Image-grounded pointing data:
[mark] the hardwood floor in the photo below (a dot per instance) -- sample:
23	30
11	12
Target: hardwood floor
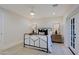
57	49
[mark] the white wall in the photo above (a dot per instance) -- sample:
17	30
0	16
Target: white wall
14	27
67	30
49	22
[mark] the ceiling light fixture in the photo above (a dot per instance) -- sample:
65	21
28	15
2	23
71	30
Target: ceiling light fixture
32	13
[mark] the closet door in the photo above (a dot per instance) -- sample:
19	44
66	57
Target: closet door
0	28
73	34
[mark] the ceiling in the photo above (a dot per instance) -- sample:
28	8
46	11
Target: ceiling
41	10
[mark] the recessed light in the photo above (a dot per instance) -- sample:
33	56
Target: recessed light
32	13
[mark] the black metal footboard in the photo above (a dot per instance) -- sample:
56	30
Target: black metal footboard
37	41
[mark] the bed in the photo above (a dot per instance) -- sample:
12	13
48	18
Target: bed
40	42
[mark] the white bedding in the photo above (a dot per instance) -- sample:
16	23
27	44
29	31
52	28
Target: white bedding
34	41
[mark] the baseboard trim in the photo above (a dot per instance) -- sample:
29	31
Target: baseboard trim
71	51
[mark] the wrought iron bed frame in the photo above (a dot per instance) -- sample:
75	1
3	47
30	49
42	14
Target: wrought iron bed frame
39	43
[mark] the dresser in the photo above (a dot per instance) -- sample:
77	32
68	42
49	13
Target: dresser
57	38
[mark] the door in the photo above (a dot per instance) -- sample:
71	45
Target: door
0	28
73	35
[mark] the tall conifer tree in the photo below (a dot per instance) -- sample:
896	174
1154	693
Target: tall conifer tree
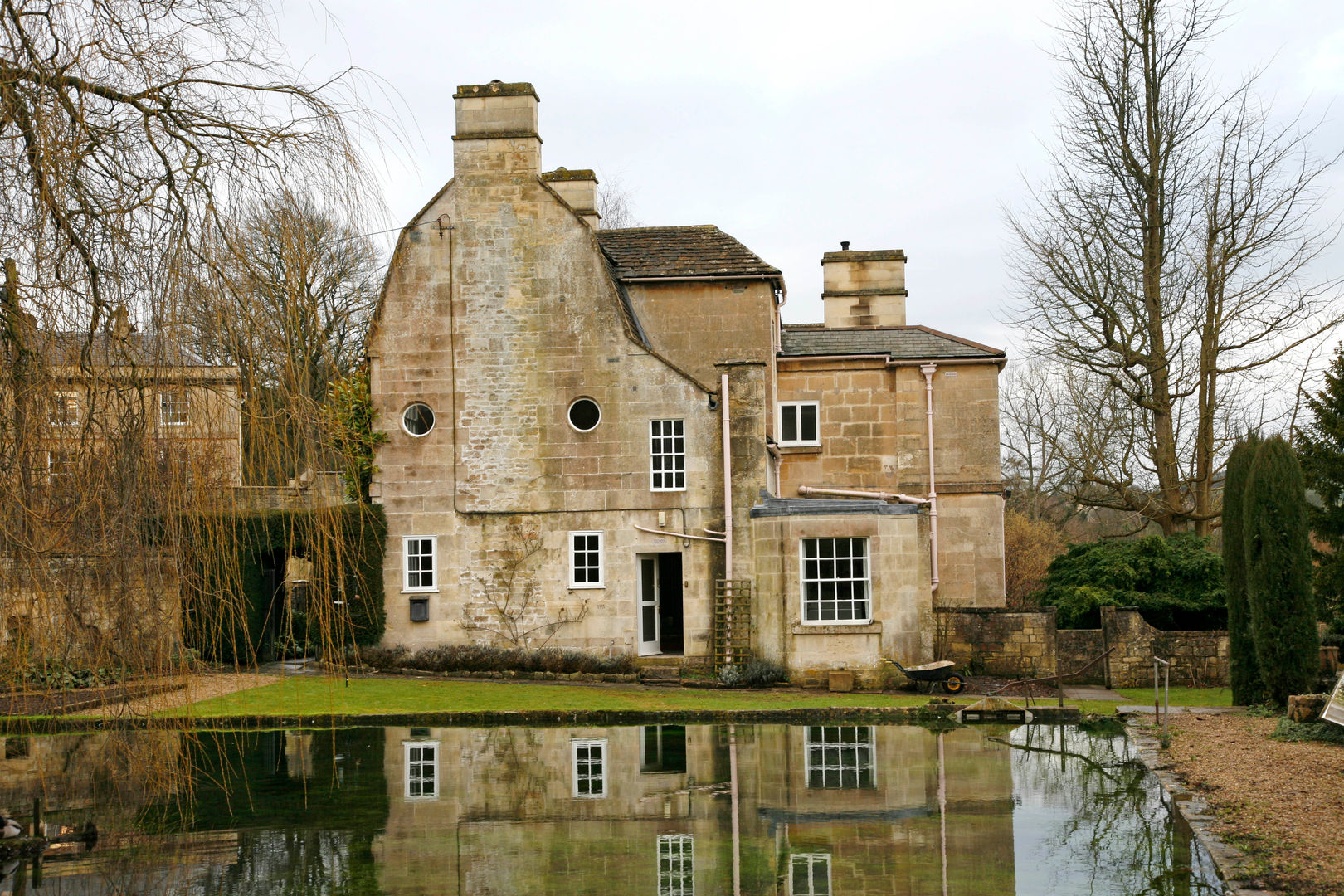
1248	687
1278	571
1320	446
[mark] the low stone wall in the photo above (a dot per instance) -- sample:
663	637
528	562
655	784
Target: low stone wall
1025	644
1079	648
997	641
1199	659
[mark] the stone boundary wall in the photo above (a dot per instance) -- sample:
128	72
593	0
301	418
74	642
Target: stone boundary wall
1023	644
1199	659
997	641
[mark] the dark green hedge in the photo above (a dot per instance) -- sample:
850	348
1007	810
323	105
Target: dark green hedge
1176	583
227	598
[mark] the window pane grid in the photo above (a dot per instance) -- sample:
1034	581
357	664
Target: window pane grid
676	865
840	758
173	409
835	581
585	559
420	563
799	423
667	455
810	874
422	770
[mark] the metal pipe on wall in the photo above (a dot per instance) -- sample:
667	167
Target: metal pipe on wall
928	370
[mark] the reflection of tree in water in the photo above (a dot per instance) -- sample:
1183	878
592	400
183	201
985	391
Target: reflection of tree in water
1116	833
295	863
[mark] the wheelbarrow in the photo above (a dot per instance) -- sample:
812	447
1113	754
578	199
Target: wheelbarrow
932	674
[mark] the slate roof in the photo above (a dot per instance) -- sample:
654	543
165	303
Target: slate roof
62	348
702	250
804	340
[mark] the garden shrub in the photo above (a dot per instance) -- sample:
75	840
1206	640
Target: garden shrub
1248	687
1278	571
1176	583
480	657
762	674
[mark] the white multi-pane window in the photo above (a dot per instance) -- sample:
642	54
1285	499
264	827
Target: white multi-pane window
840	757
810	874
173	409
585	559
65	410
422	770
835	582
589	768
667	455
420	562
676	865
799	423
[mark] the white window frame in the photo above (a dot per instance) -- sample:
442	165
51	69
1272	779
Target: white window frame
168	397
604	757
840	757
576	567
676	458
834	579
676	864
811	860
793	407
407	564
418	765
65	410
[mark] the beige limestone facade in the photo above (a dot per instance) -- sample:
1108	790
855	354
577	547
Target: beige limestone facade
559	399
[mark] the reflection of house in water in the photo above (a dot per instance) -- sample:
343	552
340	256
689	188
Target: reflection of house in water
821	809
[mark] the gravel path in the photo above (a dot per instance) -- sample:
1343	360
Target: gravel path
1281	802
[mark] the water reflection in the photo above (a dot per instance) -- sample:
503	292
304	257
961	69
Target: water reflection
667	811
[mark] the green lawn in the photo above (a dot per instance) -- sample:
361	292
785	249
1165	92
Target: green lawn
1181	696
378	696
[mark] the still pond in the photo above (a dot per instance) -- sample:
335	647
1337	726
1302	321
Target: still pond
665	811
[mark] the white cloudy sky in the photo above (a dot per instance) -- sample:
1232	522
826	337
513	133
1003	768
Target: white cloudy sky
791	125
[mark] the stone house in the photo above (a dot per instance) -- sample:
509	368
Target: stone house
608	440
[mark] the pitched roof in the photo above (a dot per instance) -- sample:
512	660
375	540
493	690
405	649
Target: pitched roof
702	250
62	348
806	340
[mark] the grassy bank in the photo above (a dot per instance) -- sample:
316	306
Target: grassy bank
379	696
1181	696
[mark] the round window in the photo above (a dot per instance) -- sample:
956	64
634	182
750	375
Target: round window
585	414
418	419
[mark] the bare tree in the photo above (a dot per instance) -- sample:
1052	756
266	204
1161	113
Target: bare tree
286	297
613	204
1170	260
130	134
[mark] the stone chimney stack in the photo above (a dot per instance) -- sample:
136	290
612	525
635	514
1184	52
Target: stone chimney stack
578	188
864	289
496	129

WHAT TO DO: Your answer should consist of each line above in which "below" appears.

RESULT:
[mark] the hardwood floor in the photo below (a dot per instance) -- sample:
[mark] the tall conifer tree in the photo below (a dot per instance) -- sample:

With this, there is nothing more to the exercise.